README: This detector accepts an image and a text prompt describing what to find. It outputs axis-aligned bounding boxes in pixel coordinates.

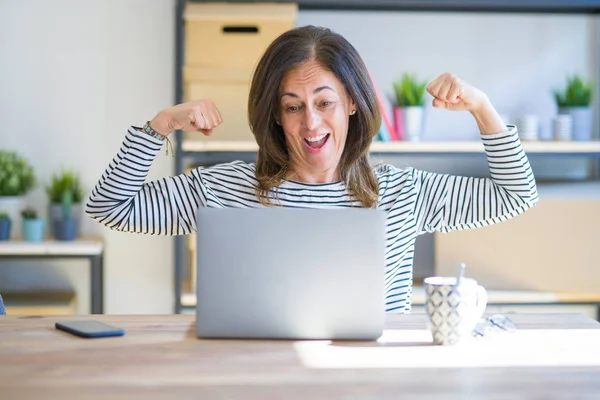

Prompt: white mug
[424,276,487,345]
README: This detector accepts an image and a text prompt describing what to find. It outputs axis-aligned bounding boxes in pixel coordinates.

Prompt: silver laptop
[196,208,385,340]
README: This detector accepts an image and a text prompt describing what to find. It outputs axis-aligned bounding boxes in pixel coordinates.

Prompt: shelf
[0,238,104,256]
[186,0,600,14]
[182,140,600,157]
[181,286,600,308]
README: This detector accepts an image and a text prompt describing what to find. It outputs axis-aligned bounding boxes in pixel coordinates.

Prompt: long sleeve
[85,127,207,235]
[412,126,538,234]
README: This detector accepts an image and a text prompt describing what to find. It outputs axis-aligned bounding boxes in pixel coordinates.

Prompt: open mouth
[304,133,330,150]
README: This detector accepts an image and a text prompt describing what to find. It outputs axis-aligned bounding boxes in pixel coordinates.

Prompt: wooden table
[0,314,600,400]
[0,238,104,314]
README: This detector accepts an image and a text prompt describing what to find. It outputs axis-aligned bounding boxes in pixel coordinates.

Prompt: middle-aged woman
[86,26,538,312]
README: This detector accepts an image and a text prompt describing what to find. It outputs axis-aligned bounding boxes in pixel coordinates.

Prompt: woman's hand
[427,72,507,135]
[150,99,223,136]
[427,72,489,113]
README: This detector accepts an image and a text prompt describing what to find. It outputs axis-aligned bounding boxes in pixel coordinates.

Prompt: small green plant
[21,208,37,219]
[46,171,83,204]
[0,150,35,196]
[554,75,594,108]
[393,73,427,107]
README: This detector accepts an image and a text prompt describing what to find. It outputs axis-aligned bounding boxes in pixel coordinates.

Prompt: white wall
[296,11,599,140]
[0,0,175,313]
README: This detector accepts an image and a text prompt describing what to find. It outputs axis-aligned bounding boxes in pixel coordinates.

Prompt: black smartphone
[54,320,125,338]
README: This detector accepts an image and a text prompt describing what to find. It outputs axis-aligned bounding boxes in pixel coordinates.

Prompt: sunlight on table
[294,329,600,368]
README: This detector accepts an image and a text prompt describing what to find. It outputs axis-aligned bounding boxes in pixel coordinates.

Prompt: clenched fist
[426,72,489,112]
[150,99,223,136]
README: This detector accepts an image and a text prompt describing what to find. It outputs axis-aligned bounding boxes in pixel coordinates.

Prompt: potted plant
[554,75,593,141]
[0,150,35,238]
[0,212,11,240]
[393,73,427,141]
[46,171,83,240]
[21,208,44,242]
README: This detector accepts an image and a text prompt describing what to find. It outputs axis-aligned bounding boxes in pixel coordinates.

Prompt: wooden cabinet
[183,3,298,141]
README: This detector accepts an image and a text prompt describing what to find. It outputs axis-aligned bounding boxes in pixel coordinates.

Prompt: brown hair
[248,26,381,207]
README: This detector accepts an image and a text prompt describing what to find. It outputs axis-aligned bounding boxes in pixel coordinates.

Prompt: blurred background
[0,0,600,318]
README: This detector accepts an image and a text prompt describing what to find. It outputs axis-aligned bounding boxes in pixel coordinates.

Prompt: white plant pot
[0,196,25,239]
[402,106,425,142]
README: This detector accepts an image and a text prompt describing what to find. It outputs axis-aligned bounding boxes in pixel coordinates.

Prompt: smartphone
[54,320,125,338]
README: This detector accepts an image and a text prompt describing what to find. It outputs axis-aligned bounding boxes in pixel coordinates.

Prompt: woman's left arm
[412,73,538,233]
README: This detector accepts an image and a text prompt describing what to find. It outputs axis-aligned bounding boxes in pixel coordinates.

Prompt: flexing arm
[85,100,222,235]
[413,74,538,233]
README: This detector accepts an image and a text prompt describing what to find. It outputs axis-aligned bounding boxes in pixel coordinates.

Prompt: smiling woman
[248,27,381,207]
[86,26,538,312]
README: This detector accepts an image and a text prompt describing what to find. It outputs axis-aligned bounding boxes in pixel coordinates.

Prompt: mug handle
[475,285,487,321]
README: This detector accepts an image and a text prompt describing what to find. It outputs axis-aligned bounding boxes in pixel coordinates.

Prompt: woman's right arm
[85,100,222,235]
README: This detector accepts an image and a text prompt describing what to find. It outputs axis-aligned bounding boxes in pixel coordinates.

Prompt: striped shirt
[86,126,538,313]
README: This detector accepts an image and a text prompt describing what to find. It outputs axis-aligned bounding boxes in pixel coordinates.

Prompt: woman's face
[277,61,355,183]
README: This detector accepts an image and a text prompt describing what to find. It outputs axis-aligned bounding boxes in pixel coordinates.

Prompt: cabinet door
[184,81,254,141]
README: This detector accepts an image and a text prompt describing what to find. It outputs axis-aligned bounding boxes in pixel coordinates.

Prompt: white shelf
[182,140,600,155]
[0,238,104,256]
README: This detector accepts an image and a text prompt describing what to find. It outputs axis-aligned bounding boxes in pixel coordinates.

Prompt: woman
[86,26,538,312]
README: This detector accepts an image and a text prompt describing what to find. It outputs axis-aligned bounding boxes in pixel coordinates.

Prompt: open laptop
[196,208,385,340]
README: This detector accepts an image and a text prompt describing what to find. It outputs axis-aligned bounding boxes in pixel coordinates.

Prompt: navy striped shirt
[86,126,538,312]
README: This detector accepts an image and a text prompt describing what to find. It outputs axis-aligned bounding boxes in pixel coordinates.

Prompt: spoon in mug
[456,263,467,286]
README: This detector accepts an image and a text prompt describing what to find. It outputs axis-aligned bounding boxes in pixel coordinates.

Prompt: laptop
[196,207,386,340]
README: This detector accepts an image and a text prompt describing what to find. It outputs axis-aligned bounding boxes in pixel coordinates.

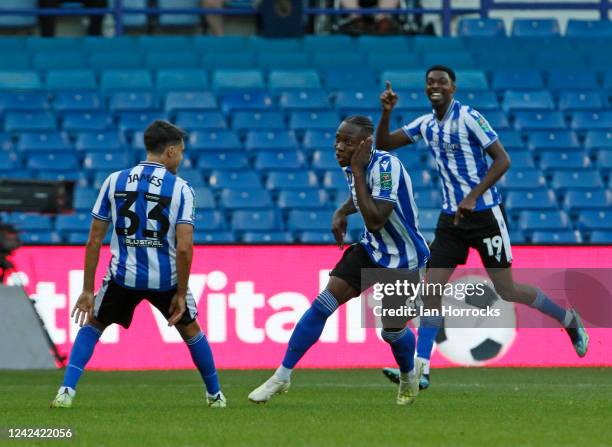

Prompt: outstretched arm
[376,81,412,151]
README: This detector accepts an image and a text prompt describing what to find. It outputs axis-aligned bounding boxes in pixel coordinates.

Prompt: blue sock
[382,327,416,373]
[185,332,221,396]
[283,290,338,369]
[417,316,444,360]
[63,324,102,389]
[531,290,567,326]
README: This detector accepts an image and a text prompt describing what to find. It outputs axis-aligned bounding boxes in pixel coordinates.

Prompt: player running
[376,65,589,389]
[249,116,429,405]
[51,121,226,408]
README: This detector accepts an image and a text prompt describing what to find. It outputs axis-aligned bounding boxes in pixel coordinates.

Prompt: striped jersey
[343,149,429,270]
[402,100,501,214]
[91,161,194,291]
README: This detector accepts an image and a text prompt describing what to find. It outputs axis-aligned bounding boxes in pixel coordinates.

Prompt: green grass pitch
[0,368,612,447]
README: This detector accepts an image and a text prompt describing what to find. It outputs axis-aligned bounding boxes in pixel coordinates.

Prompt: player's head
[425,65,457,108]
[335,115,374,167]
[144,120,185,174]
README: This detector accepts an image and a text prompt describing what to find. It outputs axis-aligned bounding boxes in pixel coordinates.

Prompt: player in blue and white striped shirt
[376,65,589,388]
[249,116,429,405]
[51,121,226,408]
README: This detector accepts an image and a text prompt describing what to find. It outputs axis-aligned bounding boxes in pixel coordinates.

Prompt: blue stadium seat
[550,169,603,191]
[232,110,286,131]
[108,92,159,113]
[209,169,263,189]
[502,90,555,111]
[232,209,282,231]
[277,188,330,209]
[455,89,499,110]
[221,90,274,114]
[563,189,612,210]
[279,90,331,111]
[571,111,612,130]
[287,210,334,231]
[312,148,339,171]
[164,91,217,113]
[254,150,304,171]
[175,111,227,131]
[498,169,546,190]
[62,110,113,132]
[457,19,506,37]
[53,91,104,112]
[26,152,80,171]
[531,230,582,244]
[289,111,340,131]
[518,210,570,231]
[512,19,560,37]
[302,130,336,150]
[4,112,57,133]
[155,69,209,92]
[219,187,272,209]
[492,70,544,90]
[578,208,612,231]
[18,132,72,153]
[266,170,319,190]
[45,70,98,93]
[194,188,217,211]
[323,68,377,91]
[100,69,153,92]
[0,92,49,113]
[245,130,298,151]
[55,213,91,235]
[506,189,557,211]
[32,51,87,71]
[189,130,242,151]
[584,130,612,149]
[73,188,98,211]
[527,130,580,150]
[497,130,525,149]
[75,131,124,152]
[514,111,566,131]
[0,70,42,91]
[119,112,166,133]
[540,150,590,170]
[83,152,134,172]
[256,51,310,70]
[242,231,293,244]
[212,70,265,92]
[335,90,380,113]
[589,230,612,245]
[548,71,599,91]
[268,70,321,92]
[559,92,606,111]
[197,151,250,171]
[193,231,236,244]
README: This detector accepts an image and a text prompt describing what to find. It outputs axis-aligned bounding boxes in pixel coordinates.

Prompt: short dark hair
[344,115,374,135]
[144,120,187,155]
[425,65,457,82]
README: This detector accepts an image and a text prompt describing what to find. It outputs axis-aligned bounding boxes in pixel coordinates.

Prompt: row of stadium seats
[0,69,612,91]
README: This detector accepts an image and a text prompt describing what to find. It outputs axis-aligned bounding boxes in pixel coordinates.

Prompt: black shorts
[329,244,423,330]
[428,205,512,268]
[94,278,198,329]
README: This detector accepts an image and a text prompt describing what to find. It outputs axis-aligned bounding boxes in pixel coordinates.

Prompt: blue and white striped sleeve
[402,115,428,143]
[91,175,111,222]
[464,108,497,149]
[176,183,195,226]
[370,155,402,203]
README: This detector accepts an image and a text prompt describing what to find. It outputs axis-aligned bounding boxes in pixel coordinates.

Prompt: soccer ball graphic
[436,276,516,366]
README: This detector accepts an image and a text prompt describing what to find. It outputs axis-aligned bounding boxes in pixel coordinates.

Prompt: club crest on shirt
[380,172,393,191]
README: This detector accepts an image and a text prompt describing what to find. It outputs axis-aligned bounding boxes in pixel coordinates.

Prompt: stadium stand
[0,33,612,244]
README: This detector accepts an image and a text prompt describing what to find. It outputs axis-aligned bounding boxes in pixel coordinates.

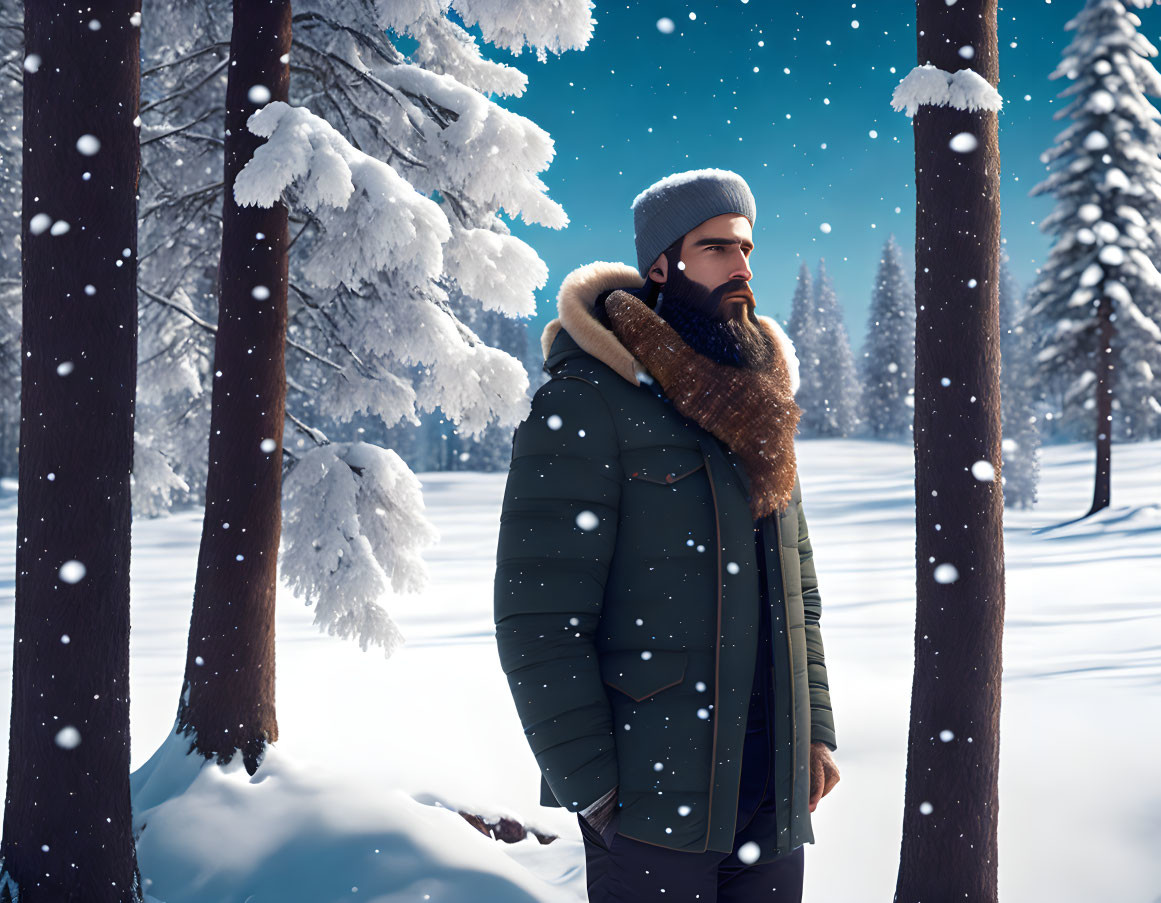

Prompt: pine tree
[0,0,142,903]
[175,0,290,774]
[786,261,823,436]
[1000,252,1040,508]
[892,0,1004,903]
[799,260,859,438]
[860,236,915,439]
[136,0,593,651]
[1029,0,1161,506]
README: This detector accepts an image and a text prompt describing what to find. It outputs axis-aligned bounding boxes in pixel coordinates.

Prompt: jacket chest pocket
[600,649,688,702]
[621,448,706,486]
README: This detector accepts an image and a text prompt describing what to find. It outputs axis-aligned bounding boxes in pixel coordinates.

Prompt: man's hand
[810,741,838,812]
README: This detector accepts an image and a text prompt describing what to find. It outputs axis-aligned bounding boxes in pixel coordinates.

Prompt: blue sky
[480,0,1161,351]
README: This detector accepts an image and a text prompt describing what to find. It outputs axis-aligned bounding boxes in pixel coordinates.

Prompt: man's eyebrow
[693,238,753,250]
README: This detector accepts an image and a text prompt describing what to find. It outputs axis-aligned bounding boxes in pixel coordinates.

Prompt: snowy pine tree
[134,0,232,516]
[136,0,593,651]
[1029,0,1161,513]
[1000,251,1040,508]
[793,259,860,438]
[786,261,822,433]
[860,236,915,439]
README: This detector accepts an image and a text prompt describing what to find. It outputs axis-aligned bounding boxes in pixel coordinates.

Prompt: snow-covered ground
[0,440,1161,903]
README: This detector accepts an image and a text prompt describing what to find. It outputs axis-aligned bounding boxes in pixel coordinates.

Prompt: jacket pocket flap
[621,448,706,484]
[600,649,687,702]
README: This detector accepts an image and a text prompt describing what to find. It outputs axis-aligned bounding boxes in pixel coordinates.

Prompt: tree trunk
[1084,295,1117,516]
[178,0,290,774]
[895,0,1004,903]
[0,0,140,903]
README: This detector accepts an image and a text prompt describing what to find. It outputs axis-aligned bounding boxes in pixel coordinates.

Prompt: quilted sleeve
[493,377,621,811]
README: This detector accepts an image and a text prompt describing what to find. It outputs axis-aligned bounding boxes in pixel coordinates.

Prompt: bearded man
[495,169,838,903]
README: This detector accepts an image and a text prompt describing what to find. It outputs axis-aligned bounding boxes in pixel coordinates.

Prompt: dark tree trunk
[1084,295,1117,516]
[895,0,1004,903]
[0,0,140,903]
[178,0,290,774]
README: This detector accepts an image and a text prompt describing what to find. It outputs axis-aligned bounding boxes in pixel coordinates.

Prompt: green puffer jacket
[495,262,837,862]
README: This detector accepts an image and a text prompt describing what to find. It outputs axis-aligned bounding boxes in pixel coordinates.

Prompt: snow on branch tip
[890,63,1003,116]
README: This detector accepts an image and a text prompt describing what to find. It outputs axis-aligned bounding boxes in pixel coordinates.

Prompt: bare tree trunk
[1084,295,1117,516]
[178,0,290,774]
[0,0,140,903]
[895,0,1004,903]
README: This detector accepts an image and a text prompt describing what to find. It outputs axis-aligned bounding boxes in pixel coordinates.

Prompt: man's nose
[729,248,753,282]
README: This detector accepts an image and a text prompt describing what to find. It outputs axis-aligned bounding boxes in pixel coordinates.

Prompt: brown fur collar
[540,260,799,392]
[540,261,802,520]
[605,291,802,520]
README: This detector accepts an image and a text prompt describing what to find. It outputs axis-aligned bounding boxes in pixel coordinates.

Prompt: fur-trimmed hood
[540,260,799,392]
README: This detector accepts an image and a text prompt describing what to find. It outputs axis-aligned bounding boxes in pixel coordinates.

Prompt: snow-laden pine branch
[281,442,439,656]
[235,101,539,655]
[233,101,452,288]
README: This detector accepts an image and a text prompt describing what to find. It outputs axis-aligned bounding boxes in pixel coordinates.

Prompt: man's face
[649,208,777,370]
[649,214,755,324]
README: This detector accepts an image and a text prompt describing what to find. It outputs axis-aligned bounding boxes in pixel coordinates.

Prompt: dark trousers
[577,816,803,903]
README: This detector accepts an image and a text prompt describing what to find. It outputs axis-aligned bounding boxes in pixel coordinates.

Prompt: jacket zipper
[701,450,722,852]
[774,512,798,829]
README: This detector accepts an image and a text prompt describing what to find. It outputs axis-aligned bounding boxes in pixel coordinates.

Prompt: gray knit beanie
[633,169,758,277]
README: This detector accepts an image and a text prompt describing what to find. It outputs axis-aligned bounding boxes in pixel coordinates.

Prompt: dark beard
[655,267,778,370]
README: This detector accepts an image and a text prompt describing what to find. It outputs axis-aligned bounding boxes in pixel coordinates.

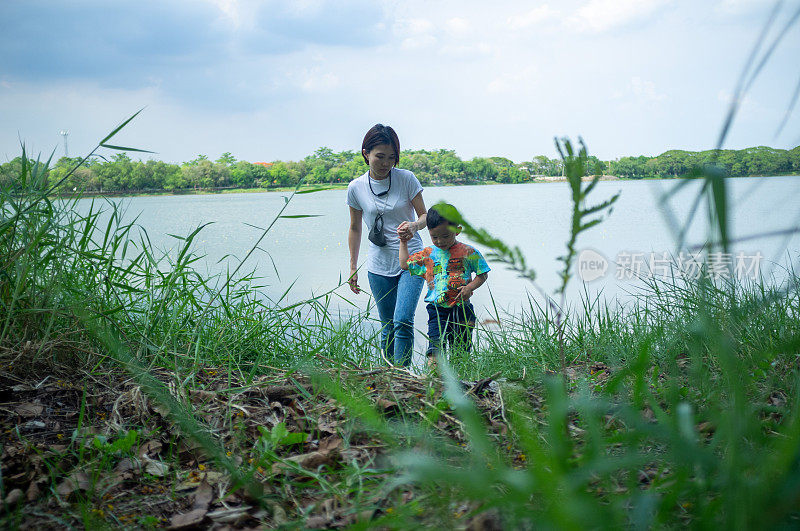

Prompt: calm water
[76,177,800,338]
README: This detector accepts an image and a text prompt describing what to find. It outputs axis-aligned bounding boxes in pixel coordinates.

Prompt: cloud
[507,4,561,30]
[298,68,340,93]
[444,17,473,37]
[0,0,388,112]
[714,0,775,15]
[392,18,438,51]
[567,0,672,33]
[486,67,538,94]
[630,76,667,102]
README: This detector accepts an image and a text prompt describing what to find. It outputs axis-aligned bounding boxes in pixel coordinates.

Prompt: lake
[81,176,800,344]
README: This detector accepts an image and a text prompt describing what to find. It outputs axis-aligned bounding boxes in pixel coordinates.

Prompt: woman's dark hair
[361,124,400,166]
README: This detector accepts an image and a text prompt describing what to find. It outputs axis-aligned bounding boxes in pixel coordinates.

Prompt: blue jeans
[367,271,425,367]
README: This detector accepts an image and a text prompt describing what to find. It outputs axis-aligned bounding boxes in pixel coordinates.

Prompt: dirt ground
[0,353,544,529]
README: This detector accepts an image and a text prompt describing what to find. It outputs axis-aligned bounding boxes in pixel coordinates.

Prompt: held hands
[397,221,417,242]
[347,269,361,295]
[456,286,475,301]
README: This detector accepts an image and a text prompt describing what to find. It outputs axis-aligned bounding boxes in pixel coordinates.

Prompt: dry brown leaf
[25,477,41,502]
[192,480,214,509]
[142,455,169,477]
[139,439,164,459]
[319,435,344,453]
[206,505,252,525]
[114,457,139,474]
[167,509,208,529]
[14,402,44,418]
[56,470,91,498]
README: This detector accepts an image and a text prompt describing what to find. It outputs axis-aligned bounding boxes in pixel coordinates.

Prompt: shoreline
[50,173,800,199]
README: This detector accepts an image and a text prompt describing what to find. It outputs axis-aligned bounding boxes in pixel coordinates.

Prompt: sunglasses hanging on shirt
[367,213,386,247]
[367,170,392,247]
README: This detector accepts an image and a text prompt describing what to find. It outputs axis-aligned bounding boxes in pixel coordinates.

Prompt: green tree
[215,151,236,166]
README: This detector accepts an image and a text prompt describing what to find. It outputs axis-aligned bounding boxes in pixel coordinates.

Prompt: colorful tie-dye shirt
[408,242,489,307]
━━━━━━
**Challenge:** Copy the entries word for word, from the very first line down to and including the line that contains "[427,72,489,113]". Leave the pictures out of your copy.

**Finished answer:**
README: This detector accepts an image and a text prompt describing what to find. It outputs axis-aligned bounding boxes in pixel coordinates.


Prompt: white mug
[424,276,487,345]
README: This detector accepts an image and a text prompt describing what to find. It outputs axis-aligned bounding boxes in pixel coordinates.

Prompt: silver laptop
[196,208,385,340]
README: This detector accepts an image and a text prompt describing what to find. It outputs axis-aligned bounding boxes in pixel coordinates.

Prompt: shelf
[0,238,104,256]
[186,0,600,14]
[182,140,600,157]
[181,286,600,308]
README: This detector accepts an image and a text prompt describing what to find. It outputs axis-aligned bounding boxes in pixel coordinates.

Prompt: long sleeve
[85,127,207,235]
[412,126,538,234]
README: This detector accepts an image and a text prompt describing what to find. It outputs axis-aligned bounding boxes in pixel coordinates.

Prompt: open mouth
[304,133,330,150]
README: This detector accepts an image and a text prompt describing what to find. It outputs axis-aligned bounding boxes in pixel coordinates.

Prompt: wooden table
[0,314,600,400]
[0,238,104,314]
README: This detector accepts an image and a text prompt describing what to find. It outputs axis-aligned bounding boxes in pixel coordinates.

Prompt: middle-aged woman
[86,26,538,312]
README: This detector accepts an image and a text prompt describing what to find. It outputs axis-aligned bounding boxes in pixel coordinates.

Prompt: woman's hand
[427,72,507,135]
[150,99,223,136]
[427,72,489,113]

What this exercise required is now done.